Copy out the records word for word from their first line through the line that contains "Target: truck headlight".

** Start **

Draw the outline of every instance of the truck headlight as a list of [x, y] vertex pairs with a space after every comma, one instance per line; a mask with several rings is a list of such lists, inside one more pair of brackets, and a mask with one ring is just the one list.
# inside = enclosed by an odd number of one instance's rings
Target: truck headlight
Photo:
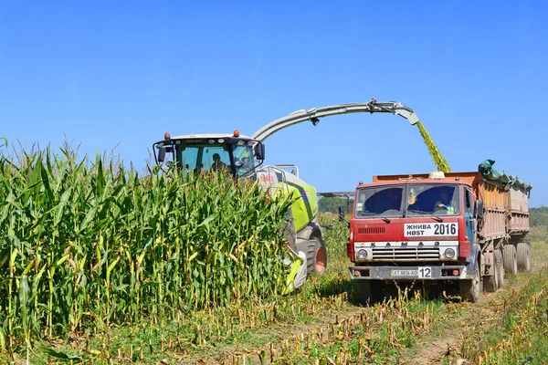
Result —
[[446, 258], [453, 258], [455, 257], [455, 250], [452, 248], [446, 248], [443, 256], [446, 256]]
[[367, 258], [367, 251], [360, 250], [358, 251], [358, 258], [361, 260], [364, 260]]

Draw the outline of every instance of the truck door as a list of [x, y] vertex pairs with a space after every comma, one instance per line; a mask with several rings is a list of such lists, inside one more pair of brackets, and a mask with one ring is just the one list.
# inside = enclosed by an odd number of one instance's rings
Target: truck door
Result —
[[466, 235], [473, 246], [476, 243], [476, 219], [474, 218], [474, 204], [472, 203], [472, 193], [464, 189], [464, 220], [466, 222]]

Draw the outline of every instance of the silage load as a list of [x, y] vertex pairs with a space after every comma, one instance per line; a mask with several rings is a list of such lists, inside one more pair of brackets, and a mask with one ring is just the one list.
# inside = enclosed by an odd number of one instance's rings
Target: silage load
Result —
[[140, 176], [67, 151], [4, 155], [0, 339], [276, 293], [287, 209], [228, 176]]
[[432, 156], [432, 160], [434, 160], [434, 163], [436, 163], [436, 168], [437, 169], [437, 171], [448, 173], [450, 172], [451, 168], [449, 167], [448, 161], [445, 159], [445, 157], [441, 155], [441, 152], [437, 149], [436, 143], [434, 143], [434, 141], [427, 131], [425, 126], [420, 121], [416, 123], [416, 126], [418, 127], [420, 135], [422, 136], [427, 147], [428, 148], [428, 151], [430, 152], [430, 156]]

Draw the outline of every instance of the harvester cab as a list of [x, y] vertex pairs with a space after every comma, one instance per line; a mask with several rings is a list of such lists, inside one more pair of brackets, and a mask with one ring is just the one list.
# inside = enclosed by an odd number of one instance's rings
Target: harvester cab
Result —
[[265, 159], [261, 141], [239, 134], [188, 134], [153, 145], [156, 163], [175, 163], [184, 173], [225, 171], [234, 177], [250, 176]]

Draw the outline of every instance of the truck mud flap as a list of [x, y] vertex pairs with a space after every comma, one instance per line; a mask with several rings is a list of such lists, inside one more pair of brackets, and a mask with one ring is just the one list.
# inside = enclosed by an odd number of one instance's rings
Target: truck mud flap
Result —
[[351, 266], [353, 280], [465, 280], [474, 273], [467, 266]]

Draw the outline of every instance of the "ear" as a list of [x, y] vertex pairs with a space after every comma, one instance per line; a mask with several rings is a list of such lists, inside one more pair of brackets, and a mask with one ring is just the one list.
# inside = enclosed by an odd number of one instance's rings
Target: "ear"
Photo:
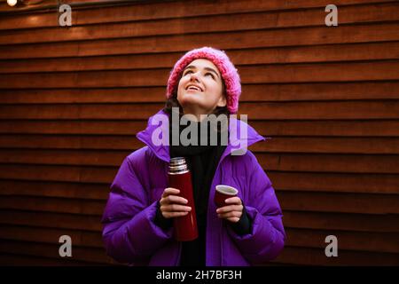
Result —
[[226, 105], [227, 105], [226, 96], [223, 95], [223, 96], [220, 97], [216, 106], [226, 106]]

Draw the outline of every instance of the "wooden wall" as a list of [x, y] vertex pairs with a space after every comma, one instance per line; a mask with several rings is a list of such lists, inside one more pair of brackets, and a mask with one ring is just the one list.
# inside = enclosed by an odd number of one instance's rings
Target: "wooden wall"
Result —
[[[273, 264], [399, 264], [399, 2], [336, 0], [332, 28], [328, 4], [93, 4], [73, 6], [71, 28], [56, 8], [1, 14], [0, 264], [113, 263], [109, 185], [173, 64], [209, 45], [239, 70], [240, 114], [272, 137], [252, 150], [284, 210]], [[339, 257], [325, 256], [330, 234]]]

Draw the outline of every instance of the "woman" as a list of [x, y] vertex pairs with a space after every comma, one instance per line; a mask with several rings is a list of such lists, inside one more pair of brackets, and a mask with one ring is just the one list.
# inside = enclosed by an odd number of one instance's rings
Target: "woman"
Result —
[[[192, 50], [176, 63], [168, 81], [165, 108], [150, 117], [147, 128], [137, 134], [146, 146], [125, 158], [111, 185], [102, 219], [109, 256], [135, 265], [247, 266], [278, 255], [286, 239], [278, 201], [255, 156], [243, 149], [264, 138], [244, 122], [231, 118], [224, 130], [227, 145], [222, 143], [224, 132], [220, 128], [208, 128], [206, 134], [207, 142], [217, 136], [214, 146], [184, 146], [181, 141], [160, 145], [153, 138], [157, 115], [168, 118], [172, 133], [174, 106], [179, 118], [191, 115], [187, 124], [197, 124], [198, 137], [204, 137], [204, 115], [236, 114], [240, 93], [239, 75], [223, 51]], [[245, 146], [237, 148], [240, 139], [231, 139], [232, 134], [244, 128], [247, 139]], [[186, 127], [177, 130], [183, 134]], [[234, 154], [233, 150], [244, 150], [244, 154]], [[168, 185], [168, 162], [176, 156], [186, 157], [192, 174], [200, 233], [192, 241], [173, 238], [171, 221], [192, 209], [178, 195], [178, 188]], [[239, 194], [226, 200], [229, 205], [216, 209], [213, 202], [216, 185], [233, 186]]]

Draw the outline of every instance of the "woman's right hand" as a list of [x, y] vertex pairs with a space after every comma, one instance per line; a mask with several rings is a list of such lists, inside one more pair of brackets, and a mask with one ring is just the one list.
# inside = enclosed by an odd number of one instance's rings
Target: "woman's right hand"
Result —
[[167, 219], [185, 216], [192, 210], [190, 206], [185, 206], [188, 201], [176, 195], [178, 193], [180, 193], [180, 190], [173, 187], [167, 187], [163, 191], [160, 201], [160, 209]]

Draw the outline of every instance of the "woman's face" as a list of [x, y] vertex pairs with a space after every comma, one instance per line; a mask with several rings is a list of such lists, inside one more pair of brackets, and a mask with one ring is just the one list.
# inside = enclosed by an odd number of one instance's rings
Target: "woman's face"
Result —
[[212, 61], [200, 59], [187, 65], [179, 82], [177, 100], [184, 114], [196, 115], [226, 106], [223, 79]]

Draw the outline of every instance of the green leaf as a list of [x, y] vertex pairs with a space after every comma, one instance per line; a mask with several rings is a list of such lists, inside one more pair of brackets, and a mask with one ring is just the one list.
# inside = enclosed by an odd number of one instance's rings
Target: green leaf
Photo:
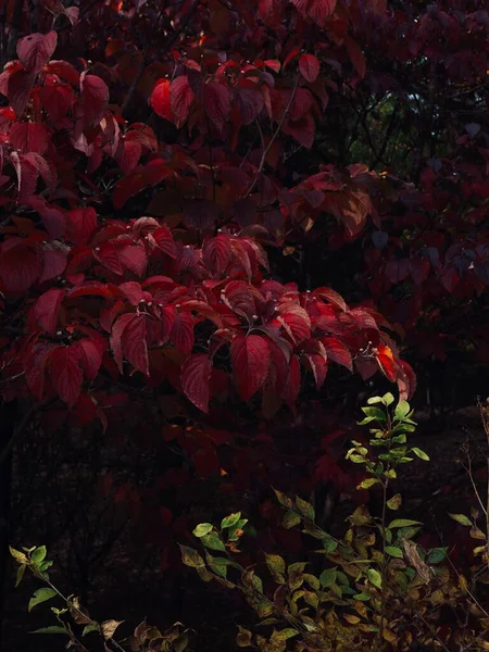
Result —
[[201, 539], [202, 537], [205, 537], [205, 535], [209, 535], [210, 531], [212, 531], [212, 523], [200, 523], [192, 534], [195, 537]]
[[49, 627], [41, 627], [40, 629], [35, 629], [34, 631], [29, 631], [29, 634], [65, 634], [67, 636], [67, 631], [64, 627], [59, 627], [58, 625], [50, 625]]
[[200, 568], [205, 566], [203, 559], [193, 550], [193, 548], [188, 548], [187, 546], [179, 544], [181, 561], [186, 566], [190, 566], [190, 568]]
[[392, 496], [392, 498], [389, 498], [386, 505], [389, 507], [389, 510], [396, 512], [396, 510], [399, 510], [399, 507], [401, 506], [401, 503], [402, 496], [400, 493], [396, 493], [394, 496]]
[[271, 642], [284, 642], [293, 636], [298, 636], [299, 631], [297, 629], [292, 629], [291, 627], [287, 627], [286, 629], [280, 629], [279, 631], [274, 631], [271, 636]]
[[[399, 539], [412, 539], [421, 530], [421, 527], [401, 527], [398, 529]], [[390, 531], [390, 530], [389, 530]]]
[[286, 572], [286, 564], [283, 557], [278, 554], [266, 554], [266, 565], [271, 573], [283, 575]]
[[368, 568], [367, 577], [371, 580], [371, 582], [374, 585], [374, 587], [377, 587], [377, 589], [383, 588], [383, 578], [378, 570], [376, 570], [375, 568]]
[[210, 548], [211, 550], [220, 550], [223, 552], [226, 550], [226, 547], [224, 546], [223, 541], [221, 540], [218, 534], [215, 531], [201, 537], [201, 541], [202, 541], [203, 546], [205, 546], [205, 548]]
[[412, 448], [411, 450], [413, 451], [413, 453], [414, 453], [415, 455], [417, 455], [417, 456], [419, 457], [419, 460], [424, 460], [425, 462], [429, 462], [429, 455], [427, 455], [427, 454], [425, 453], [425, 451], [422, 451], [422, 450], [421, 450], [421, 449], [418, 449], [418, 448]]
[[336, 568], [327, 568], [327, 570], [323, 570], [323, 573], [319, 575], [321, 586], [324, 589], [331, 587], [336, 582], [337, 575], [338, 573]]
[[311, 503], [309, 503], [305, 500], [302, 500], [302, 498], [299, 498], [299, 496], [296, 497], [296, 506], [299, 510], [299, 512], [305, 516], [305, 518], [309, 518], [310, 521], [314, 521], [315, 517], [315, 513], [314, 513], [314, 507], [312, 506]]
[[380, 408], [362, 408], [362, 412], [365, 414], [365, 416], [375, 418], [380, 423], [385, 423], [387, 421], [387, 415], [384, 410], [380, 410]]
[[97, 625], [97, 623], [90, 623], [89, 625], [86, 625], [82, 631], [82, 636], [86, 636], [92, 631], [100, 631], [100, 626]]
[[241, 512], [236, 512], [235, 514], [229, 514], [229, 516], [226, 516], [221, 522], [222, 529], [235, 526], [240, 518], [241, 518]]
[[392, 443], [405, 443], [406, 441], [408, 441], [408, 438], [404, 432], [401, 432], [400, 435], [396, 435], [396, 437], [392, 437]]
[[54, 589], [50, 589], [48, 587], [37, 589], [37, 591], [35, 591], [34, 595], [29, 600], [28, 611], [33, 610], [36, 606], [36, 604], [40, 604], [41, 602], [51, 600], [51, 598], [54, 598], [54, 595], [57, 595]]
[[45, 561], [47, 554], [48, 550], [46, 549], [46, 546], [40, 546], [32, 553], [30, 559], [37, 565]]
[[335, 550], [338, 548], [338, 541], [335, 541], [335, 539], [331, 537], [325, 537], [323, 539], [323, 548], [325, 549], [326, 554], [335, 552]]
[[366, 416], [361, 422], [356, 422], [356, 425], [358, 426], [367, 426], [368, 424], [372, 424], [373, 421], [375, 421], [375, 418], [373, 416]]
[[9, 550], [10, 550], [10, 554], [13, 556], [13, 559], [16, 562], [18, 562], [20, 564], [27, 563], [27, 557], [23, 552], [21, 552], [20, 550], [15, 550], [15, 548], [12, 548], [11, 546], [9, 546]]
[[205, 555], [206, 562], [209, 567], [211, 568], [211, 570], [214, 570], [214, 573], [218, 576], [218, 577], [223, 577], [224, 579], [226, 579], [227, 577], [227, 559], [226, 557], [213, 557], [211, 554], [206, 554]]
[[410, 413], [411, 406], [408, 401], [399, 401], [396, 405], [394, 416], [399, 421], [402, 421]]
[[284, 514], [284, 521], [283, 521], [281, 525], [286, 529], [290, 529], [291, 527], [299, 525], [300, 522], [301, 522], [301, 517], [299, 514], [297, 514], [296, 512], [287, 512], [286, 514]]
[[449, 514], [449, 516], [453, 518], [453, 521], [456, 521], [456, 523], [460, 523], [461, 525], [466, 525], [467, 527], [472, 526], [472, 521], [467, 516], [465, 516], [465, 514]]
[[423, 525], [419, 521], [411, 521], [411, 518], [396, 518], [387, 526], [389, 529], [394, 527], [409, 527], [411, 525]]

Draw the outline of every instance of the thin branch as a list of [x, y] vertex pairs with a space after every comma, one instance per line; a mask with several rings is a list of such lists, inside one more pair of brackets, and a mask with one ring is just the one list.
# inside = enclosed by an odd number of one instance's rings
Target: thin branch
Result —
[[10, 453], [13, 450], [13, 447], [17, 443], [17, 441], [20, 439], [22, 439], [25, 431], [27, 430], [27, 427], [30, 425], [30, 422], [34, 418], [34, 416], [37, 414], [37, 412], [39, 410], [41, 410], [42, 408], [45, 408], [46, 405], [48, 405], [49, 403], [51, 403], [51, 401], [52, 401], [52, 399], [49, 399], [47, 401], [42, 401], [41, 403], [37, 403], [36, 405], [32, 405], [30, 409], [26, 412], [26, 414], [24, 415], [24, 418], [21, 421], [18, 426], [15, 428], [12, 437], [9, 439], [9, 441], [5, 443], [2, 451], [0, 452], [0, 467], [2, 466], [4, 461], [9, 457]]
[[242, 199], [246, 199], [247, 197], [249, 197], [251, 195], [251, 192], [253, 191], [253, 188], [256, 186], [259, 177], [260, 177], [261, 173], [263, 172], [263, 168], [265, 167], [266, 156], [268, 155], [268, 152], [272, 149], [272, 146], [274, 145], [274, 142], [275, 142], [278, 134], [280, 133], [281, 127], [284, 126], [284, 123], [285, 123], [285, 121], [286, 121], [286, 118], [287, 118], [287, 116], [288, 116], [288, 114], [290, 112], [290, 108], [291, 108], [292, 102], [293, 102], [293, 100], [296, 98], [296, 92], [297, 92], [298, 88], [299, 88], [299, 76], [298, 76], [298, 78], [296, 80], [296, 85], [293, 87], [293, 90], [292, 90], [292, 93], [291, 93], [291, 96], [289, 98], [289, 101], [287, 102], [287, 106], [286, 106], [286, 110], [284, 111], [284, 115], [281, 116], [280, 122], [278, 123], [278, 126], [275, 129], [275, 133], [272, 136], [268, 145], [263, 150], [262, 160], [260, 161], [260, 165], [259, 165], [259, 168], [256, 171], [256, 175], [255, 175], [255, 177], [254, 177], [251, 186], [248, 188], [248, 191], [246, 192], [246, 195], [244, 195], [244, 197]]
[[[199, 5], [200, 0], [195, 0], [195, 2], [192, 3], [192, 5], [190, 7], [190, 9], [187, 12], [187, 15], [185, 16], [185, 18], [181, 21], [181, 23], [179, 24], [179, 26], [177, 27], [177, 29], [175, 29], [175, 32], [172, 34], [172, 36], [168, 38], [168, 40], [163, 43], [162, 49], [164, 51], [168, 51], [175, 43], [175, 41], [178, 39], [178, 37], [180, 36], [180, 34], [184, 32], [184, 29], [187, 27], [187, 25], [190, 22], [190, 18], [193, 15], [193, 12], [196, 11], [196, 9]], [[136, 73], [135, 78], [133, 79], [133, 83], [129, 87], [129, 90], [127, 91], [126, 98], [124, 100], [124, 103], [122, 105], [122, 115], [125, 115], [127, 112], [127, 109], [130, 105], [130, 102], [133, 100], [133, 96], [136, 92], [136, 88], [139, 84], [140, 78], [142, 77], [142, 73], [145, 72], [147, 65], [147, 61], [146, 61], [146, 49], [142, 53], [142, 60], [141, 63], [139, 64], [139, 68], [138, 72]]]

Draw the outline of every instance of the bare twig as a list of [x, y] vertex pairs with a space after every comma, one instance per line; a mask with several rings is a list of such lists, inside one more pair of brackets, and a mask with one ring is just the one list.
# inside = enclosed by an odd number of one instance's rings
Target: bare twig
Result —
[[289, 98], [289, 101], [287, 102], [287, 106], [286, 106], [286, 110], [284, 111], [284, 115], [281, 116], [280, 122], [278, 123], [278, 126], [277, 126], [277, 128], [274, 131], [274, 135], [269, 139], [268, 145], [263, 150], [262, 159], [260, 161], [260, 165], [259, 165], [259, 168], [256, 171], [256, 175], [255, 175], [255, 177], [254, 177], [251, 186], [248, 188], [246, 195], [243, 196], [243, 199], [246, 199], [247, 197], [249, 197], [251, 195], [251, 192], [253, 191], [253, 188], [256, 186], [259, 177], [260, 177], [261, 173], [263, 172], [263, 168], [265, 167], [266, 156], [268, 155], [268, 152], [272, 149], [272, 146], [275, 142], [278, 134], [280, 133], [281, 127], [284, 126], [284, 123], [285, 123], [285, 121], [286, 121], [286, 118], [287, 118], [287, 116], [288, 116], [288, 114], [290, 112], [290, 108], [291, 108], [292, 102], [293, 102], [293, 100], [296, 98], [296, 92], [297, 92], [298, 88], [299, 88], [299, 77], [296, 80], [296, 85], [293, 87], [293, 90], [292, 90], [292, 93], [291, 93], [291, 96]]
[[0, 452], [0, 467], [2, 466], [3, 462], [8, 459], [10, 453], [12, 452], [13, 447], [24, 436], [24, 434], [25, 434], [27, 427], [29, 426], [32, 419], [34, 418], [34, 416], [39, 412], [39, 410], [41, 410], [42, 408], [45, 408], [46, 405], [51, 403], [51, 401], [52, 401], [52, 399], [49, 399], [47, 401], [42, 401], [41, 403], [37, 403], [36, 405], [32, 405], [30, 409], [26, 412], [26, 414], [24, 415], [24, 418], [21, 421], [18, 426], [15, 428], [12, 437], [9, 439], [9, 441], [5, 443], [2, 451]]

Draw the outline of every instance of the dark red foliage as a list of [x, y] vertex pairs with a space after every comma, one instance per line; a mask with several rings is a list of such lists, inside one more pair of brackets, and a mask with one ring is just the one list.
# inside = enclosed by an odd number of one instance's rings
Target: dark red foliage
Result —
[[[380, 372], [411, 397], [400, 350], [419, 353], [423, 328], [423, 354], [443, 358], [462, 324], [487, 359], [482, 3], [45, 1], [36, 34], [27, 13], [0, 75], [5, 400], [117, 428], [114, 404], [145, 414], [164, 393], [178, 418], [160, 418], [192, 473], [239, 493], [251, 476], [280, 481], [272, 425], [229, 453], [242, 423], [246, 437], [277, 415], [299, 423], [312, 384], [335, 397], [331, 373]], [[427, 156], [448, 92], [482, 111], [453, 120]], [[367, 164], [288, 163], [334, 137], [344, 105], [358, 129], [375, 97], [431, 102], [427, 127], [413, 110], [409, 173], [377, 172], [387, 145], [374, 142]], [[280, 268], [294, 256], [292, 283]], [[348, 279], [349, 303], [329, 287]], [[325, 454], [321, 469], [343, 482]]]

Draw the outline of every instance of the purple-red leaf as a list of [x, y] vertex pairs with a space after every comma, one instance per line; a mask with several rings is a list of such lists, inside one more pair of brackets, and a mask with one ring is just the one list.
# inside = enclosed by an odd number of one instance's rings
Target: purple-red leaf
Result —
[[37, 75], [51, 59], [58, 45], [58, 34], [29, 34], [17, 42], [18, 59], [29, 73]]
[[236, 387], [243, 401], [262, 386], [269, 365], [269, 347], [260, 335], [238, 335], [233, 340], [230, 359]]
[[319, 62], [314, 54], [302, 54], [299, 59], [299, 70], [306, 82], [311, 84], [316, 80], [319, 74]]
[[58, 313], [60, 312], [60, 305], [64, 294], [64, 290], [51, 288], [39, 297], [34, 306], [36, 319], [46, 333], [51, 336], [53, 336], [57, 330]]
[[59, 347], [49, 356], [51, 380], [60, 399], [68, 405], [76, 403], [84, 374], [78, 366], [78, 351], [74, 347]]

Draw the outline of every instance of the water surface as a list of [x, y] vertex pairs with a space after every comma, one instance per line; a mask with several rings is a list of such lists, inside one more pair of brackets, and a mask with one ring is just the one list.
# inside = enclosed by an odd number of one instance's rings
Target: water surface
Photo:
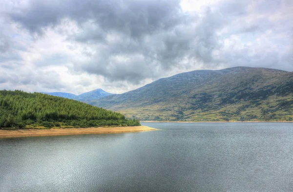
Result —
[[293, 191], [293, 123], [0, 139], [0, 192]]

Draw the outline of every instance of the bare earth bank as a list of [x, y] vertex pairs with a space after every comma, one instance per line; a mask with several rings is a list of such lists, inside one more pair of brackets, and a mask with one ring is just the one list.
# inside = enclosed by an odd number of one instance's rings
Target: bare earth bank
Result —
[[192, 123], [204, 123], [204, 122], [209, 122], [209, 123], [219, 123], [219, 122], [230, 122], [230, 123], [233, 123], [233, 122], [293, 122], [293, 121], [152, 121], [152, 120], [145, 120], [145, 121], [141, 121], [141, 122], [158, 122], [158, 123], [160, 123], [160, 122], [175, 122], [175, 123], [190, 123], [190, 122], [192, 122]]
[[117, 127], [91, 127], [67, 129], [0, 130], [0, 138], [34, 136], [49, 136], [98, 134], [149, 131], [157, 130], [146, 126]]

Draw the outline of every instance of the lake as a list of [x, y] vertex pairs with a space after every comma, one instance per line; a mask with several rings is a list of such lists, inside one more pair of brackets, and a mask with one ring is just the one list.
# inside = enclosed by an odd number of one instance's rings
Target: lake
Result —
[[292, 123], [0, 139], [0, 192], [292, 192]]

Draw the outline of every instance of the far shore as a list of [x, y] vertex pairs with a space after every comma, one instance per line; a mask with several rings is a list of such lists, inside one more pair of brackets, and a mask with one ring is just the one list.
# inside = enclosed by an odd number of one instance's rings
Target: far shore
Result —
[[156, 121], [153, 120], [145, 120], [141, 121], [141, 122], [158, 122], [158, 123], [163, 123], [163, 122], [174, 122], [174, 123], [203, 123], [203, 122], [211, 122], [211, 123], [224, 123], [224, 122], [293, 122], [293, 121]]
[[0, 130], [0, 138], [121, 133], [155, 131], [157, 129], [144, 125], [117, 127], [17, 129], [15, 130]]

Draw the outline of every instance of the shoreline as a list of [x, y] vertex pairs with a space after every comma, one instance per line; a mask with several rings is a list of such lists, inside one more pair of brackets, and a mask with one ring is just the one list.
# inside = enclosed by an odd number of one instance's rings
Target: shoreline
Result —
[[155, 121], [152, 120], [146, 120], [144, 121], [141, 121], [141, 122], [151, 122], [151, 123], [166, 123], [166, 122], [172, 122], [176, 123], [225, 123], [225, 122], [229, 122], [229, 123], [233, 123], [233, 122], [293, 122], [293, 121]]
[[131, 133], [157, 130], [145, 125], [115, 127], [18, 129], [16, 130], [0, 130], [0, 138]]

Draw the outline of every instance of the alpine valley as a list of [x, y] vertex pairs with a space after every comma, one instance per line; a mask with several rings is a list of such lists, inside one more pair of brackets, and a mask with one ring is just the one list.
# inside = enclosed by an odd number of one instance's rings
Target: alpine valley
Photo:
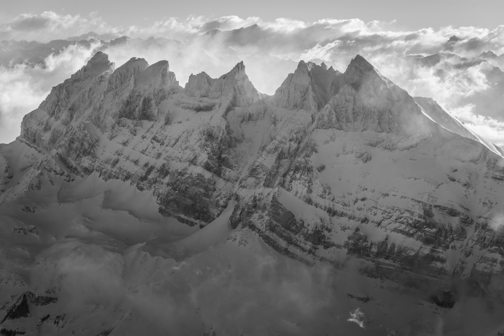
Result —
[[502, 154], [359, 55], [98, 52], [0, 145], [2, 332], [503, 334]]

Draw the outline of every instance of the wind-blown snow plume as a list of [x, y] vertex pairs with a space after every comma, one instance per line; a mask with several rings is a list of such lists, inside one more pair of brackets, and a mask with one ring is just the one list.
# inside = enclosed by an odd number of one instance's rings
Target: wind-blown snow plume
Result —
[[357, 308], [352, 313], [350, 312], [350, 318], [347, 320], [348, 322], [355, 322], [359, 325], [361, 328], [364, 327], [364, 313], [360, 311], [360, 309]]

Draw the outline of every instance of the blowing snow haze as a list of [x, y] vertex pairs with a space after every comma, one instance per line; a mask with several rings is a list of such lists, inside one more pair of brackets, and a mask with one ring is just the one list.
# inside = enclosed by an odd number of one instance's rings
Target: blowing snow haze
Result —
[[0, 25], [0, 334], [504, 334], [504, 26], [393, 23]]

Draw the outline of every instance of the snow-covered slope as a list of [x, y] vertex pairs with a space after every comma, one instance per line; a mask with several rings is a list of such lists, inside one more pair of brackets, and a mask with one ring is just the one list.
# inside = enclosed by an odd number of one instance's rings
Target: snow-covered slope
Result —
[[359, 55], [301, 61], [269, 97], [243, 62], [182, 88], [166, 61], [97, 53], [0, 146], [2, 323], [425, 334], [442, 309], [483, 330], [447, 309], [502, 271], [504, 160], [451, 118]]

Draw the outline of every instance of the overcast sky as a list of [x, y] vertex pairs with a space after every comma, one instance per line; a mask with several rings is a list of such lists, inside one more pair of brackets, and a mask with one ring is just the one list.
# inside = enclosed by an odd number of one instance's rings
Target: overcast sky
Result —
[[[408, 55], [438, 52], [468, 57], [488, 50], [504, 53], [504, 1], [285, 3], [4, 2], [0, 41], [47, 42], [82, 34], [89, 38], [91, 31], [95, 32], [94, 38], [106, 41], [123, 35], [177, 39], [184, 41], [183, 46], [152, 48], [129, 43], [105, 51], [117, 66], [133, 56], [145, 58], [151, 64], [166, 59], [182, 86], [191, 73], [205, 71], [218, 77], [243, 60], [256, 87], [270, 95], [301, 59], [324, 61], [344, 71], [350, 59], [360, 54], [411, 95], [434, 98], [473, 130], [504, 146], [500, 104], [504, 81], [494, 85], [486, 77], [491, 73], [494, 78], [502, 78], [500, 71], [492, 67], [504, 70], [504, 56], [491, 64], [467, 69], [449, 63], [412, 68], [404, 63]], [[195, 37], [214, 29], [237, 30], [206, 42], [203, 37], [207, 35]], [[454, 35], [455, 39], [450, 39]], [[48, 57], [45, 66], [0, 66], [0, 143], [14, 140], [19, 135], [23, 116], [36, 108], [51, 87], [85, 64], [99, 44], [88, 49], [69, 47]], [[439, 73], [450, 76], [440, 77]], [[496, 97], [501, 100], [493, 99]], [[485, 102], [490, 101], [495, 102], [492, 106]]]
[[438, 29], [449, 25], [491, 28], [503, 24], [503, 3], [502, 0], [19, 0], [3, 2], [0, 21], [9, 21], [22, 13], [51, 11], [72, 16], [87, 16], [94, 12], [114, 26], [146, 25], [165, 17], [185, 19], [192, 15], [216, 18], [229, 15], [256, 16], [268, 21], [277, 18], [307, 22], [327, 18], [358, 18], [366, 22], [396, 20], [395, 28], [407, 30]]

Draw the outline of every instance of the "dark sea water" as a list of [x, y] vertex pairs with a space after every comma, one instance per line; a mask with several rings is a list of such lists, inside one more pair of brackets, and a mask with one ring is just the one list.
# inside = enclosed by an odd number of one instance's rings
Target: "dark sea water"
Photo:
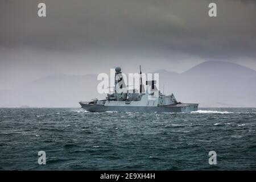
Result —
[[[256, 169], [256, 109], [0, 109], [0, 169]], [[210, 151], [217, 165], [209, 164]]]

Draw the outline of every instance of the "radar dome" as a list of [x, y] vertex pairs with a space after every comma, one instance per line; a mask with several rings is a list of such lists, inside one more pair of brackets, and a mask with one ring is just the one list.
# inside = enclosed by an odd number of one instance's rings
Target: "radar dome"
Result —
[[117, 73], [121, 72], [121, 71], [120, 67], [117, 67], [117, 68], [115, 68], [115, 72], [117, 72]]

** End **

▶ _Exercise output_:
Draw the outline of every instance of the truck headlight as a list of [x, y] vertex pairs with a space after every comma, one instance per line; a mask with several rings is a list of such lists, inside one more pair of brackets, and a mask with one ring is just the one list.
# inside = enclosed by an odd number of one instance's rings
Target: truck headlight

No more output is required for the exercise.